The problem:
Go through the records and report each line holding the string "floor".

+++ Information provided +++

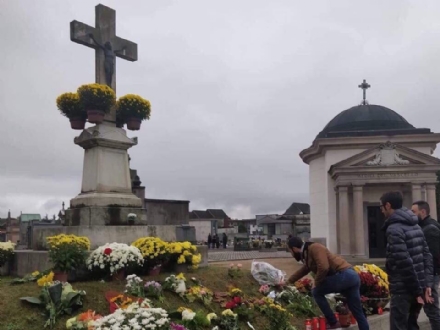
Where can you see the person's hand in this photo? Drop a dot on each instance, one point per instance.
(428, 296)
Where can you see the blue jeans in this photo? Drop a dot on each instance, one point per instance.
(347, 283)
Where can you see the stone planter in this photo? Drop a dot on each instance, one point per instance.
(60, 276)
(77, 123)
(95, 116)
(133, 123)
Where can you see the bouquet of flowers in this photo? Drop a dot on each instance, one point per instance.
(58, 299)
(235, 270)
(114, 257)
(175, 284)
(67, 252)
(199, 293)
(82, 321)
(153, 249)
(153, 289)
(304, 285)
(134, 286)
(374, 287)
(6, 252)
(135, 317)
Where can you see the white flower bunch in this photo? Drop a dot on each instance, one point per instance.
(114, 256)
(175, 284)
(134, 317)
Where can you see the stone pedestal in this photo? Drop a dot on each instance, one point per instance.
(106, 173)
(106, 196)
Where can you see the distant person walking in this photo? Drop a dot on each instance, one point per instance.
(408, 262)
(224, 240)
(431, 230)
(209, 240)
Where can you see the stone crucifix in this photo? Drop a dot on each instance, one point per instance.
(107, 46)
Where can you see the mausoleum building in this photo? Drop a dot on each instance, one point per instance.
(363, 152)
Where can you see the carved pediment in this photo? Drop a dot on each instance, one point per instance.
(386, 155)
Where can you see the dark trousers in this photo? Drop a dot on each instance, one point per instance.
(432, 311)
(347, 283)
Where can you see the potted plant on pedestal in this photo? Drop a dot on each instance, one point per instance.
(132, 109)
(71, 107)
(97, 100)
(67, 253)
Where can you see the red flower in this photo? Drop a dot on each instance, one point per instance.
(237, 300)
(230, 305)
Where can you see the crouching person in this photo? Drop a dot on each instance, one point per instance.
(332, 275)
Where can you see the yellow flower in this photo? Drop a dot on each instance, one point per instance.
(45, 280)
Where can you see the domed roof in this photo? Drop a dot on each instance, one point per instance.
(366, 119)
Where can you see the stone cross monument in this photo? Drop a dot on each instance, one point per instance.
(106, 196)
(107, 46)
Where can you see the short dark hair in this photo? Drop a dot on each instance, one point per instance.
(395, 199)
(295, 242)
(422, 205)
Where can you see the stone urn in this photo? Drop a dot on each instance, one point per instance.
(77, 123)
(95, 116)
(133, 123)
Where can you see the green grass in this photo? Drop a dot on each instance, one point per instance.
(16, 315)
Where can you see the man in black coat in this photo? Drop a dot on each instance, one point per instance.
(431, 230)
(408, 261)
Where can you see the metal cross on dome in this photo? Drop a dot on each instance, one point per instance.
(364, 86)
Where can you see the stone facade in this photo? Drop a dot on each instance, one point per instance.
(348, 176)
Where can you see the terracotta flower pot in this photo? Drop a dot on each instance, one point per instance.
(119, 275)
(60, 276)
(133, 123)
(344, 320)
(155, 271)
(77, 123)
(95, 116)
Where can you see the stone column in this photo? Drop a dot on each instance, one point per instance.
(358, 218)
(431, 199)
(416, 192)
(343, 222)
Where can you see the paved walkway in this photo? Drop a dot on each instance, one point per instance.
(226, 255)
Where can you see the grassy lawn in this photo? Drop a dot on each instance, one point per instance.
(16, 315)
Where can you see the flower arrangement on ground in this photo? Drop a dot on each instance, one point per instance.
(154, 251)
(175, 284)
(6, 252)
(97, 99)
(83, 321)
(134, 317)
(67, 253)
(114, 257)
(70, 106)
(374, 287)
(132, 109)
(235, 270)
(200, 293)
(135, 286)
(304, 285)
(184, 253)
(58, 299)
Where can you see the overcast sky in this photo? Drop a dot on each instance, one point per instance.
(238, 88)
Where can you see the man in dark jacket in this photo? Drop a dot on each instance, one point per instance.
(408, 261)
(431, 229)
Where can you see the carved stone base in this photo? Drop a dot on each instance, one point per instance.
(104, 216)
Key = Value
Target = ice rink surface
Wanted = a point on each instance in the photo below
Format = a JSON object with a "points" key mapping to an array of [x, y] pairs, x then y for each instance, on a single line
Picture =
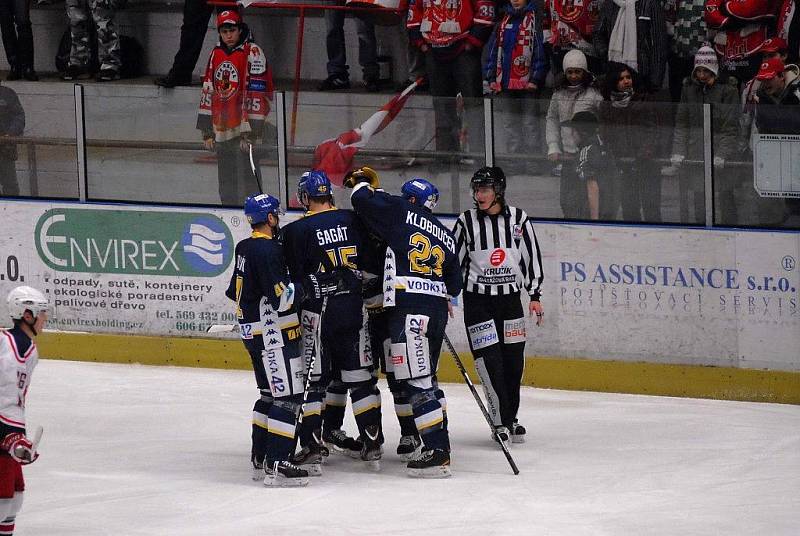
{"points": [[135, 450]]}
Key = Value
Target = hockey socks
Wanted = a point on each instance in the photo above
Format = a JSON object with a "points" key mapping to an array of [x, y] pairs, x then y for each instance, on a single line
{"points": [[429, 420], [312, 414], [335, 404], [259, 433]]}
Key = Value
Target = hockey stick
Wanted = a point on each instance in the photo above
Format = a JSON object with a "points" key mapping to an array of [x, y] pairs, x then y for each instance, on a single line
{"points": [[37, 437], [477, 397], [255, 168], [223, 328]]}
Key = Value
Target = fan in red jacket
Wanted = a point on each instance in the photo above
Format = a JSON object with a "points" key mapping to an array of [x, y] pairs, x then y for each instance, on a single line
{"points": [[234, 104], [451, 34]]}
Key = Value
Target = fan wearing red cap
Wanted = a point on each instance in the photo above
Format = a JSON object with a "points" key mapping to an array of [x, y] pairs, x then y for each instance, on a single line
{"points": [[780, 85], [234, 104]]}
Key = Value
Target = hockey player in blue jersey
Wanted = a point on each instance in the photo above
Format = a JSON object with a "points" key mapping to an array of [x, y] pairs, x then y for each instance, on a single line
{"points": [[270, 331], [421, 273], [372, 270], [330, 240]]}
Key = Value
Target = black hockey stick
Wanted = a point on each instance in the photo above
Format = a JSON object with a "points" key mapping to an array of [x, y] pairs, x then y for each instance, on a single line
{"points": [[477, 397], [256, 169]]}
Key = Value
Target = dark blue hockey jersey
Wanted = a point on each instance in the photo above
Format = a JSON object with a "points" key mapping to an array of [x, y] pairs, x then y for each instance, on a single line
{"points": [[260, 287], [333, 235], [420, 266]]}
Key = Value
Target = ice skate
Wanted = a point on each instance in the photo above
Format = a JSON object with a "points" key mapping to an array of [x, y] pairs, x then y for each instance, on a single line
{"points": [[309, 458], [258, 469], [431, 463], [409, 447], [283, 474], [517, 432], [372, 450], [502, 434], [340, 442]]}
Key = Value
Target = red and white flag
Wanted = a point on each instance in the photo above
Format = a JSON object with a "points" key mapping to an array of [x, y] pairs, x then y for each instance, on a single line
{"points": [[335, 156]]}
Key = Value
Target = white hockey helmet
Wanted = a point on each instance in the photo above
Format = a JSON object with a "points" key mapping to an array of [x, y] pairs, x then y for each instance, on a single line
{"points": [[23, 299]]}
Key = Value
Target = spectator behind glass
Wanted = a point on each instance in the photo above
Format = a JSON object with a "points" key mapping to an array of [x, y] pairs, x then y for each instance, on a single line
{"points": [[629, 124], [15, 24], [769, 210], [338, 70], [575, 92], [234, 104], [777, 110], [516, 68], [595, 166], [196, 14], [12, 123], [633, 32], [81, 14], [689, 34], [704, 87], [451, 35]]}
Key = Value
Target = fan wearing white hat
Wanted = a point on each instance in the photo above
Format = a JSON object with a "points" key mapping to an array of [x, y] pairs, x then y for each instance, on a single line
{"points": [[704, 87], [18, 356], [576, 92]]}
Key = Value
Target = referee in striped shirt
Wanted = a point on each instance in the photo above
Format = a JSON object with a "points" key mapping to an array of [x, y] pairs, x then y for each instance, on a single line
{"points": [[500, 258]]}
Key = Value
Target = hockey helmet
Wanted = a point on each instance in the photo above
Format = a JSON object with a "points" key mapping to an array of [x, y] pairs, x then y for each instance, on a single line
{"points": [[313, 183], [490, 176], [229, 17], [258, 207], [23, 299], [425, 194]]}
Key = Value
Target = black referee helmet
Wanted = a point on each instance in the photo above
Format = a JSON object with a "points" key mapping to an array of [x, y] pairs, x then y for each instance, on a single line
{"points": [[490, 176]]}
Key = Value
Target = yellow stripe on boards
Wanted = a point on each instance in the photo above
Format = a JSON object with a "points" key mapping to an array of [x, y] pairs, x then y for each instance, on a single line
{"points": [[546, 372]]}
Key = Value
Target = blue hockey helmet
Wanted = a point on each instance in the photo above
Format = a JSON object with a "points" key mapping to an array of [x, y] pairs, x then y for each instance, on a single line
{"points": [[258, 207], [314, 183], [425, 194]]}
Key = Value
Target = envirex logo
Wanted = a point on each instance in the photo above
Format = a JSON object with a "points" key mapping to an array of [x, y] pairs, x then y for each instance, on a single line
{"points": [[134, 242]]}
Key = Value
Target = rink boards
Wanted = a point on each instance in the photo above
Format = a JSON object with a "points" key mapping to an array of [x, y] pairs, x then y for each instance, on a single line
{"points": [[670, 311]]}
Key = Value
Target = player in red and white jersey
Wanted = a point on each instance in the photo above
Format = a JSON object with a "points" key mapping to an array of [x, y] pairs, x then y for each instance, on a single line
{"points": [[234, 104], [18, 357], [500, 258]]}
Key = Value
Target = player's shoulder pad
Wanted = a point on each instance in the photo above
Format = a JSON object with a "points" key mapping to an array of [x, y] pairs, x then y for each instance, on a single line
{"points": [[257, 60]]}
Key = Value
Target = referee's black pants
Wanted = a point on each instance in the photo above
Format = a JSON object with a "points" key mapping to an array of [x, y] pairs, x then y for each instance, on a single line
{"points": [[500, 363]]}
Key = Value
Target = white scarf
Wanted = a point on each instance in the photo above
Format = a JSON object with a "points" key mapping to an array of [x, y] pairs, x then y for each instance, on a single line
{"points": [[622, 45]]}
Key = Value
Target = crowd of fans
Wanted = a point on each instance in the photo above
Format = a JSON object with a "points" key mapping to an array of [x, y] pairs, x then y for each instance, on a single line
{"points": [[612, 61]]}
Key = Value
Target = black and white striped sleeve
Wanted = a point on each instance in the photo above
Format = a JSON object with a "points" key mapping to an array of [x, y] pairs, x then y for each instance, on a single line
{"points": [[531, 259], [461, 231]]}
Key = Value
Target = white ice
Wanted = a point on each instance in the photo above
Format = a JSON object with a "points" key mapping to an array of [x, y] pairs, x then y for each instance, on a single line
{"points": [[136, 450]]}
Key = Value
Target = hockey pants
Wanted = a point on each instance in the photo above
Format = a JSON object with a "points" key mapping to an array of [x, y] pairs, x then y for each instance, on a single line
{"points": [[496, 332], [346, 365], [274, 413], [417, 335]]}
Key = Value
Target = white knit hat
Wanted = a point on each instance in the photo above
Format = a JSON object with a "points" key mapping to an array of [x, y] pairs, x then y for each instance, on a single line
{"points": [[706, 57], [575, 59]]}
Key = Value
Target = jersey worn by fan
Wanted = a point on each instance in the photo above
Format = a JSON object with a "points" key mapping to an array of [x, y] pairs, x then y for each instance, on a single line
{"points": [[18, 358], [260, 286], [420, 266], [237, 91]]}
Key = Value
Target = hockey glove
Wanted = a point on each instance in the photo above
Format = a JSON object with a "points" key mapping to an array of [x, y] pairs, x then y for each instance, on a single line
{"points": [[362, 174], [339, 281], [318, 286], [20, 448]]}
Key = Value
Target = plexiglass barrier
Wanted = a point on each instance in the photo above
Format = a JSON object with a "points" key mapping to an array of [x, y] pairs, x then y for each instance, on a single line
{"points": [[38, 142], [626, 173], [331, 129], [756, 172], [143, 146], [660, 163]]}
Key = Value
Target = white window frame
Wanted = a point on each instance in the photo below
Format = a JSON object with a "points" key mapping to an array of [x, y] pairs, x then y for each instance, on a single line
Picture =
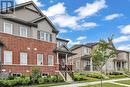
{"points": [[11, 29], [5, 59], [25, 59], [52, 60], [37, 59], [26, 30]]}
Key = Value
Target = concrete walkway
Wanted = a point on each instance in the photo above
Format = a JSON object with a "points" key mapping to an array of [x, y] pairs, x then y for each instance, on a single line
{"points": [[95, 82]]}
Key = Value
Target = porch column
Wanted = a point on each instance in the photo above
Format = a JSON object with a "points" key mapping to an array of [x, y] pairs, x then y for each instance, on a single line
{"points": [[121, 66], [57, 54], [66, 57], [115, 65], [91, 64]]}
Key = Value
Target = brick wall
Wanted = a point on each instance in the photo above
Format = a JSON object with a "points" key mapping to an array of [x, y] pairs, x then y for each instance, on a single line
{"points": [[32, 47]]}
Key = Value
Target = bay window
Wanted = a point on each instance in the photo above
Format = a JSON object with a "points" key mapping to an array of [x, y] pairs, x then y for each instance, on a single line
{"points": [[39, 59]]}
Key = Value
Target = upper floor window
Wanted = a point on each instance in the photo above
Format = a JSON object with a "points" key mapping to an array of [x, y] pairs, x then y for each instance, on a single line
{"points": [[7, 57], [23, 58], [39, 59], [50, 60], [23, 31], [86, 50], [7, 27], [44, 36], [60, 43]]}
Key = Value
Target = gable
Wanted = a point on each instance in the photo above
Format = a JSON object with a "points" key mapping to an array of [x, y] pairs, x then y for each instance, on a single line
{"points": [[31, 7], [27, 11]]}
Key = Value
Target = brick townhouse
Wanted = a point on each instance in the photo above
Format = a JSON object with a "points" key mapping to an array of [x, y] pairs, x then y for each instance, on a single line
{"points": [[28, 39]]}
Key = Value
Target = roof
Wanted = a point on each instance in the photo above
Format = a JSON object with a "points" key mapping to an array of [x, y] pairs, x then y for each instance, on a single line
{"points": [[18, 20], [33, 22], [63, 49], [48, 20], [80, 45], [62, 39]]}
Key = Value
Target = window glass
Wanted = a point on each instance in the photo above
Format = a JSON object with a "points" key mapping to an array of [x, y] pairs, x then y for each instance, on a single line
{"points": [[7, 57], [23, 31], [50, 60], [8, 28], [23, 58]]}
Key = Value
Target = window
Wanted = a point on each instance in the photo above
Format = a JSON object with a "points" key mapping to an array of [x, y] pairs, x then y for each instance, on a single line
{"points": [[7, 57], [44, 36], [86, 50], [23, 58], [8, 28], [50, 60], [39, 59], [23, 31]]}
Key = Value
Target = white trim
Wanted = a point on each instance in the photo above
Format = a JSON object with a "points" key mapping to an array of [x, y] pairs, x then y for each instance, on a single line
{"points": [[21, 26], [10, 28]]}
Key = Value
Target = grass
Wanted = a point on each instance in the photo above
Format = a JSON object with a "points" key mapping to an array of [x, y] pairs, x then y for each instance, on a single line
{"points": [[104, 85], [88, 79], [46, 85], [124, 82]]}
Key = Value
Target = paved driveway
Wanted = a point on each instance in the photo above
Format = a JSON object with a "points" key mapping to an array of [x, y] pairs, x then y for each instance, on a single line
{"points": [[96, 82]]}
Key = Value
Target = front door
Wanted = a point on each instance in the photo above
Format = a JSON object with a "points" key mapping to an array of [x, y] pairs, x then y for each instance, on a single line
{"points": [[63, 63]]}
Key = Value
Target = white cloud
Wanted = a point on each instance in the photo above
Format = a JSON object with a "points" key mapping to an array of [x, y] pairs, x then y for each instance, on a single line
{"points": [[89, 24], [121, 39], [81, 38], [63, 30], [125, 29], [73, 43], [113, 16], [56, 9], [124, 47], [91, 9], [35, 1]]}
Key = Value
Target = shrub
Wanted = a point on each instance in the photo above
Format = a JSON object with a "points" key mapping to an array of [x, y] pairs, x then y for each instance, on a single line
{"points": [[96, 75], [116, 73], [117, 76], [35, 75], [79, 77]]}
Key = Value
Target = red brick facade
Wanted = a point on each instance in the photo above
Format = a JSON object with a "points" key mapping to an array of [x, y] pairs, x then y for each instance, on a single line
{"points": [[32, 47]]}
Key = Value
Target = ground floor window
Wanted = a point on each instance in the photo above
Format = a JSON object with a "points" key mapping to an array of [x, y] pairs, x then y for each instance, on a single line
{"points": [[7, 57], [50, 60], [23, 58], [39, 59]]}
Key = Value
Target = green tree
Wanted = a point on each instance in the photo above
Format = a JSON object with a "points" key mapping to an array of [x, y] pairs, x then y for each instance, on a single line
{"points": [[103, 51]]}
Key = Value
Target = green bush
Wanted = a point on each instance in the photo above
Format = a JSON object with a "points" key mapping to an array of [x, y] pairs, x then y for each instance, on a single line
{"points": [[50, 79], [117, 76], [79, 77], [96, 75]]}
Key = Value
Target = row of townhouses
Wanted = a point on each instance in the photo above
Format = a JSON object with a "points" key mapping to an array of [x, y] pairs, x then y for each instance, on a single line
{"points": [[28, 39]]}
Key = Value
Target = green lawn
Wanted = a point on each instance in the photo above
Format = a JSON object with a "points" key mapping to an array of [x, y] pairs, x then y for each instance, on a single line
{"points": [[46, 85], [124, 82], [104, 85]]}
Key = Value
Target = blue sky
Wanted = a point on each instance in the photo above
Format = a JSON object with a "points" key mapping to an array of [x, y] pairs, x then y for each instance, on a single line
{"points": [[84, 21]]}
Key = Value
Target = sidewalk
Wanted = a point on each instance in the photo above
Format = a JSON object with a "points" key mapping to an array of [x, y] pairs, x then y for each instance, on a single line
{"points": [[96, 82]]}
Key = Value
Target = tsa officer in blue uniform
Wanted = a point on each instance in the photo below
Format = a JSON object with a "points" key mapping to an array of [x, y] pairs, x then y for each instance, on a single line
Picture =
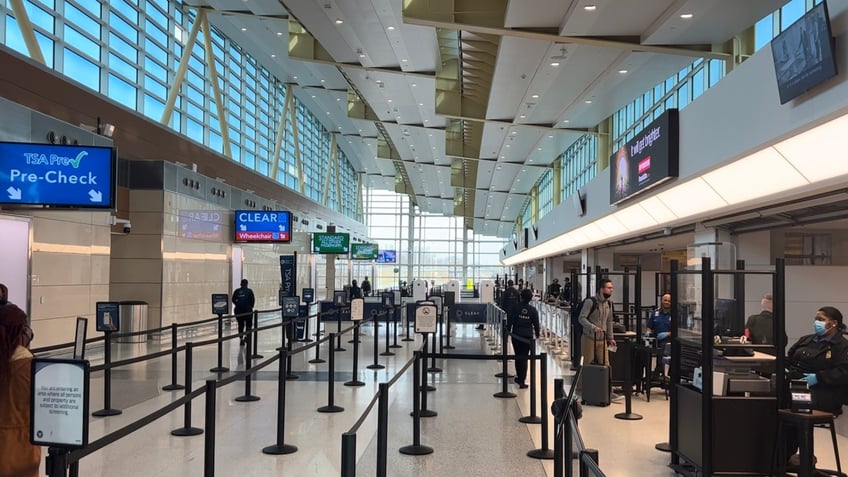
{"points": [[523, 326]]}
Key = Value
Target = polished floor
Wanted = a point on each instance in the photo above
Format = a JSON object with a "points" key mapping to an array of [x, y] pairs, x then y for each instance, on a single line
{"points": [[474, 433]]}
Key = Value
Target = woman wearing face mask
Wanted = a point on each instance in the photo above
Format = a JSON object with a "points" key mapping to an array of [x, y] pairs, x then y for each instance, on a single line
{"points": [[18, 457], [822, 360]]}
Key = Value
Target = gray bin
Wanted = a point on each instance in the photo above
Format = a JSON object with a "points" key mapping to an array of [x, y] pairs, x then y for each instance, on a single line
{"points": [[133, 315]]}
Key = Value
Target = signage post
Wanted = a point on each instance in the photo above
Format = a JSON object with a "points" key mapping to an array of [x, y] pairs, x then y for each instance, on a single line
{"points": [[108, 321], [220, 307]]}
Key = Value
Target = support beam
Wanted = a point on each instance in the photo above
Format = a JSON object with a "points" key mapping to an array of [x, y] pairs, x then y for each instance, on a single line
{"points": [[216, 87], [27, 31], [179, 76]]}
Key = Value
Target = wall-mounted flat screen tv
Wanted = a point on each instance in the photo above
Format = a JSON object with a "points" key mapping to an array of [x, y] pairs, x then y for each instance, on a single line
{"points": [[386, 256], [803, 54], [57, 175], [363, 251], [263, 226], [331, 243], [647, 160]]}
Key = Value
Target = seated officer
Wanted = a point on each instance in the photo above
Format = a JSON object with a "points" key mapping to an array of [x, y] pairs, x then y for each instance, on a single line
{"points": [[659, 326]]}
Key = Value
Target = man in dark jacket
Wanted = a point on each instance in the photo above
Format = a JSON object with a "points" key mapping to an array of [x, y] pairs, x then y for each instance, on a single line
{"points": [[243, 301]]}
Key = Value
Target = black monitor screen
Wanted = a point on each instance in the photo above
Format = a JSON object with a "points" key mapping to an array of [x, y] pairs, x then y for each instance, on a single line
{"points": [[803, 54]]}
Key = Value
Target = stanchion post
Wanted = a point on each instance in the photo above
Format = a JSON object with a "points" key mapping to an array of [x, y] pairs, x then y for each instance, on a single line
{"points": [[254, 333], [544, 452], [354, 381], [281, 447], [533, 418], [376, 364], [424, 412], [107, 381], [187, 430], [173, 386], [220, 368], [248, 363], [382, 428], [349, 454], [416, 448], [289, 343], [209, 438], [331, 379]]}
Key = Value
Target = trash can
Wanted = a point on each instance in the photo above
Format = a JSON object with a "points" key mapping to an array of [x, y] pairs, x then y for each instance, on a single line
{"points": [[133, 315]]}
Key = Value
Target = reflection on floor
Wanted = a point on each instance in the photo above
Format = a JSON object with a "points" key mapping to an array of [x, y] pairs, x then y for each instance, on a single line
{"points": [[474, 433]]}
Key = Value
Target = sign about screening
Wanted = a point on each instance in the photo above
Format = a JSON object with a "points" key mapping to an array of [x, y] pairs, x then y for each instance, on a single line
{"points": [[57, 175], [263, 226]]}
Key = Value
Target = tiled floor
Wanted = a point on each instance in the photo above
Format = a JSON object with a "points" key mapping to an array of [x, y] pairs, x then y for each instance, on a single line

+++

Completed exercise:
Target = upper floor window
Target = ground floor window
Target = polished floor
Target = reflection on floor
Target = tiled floor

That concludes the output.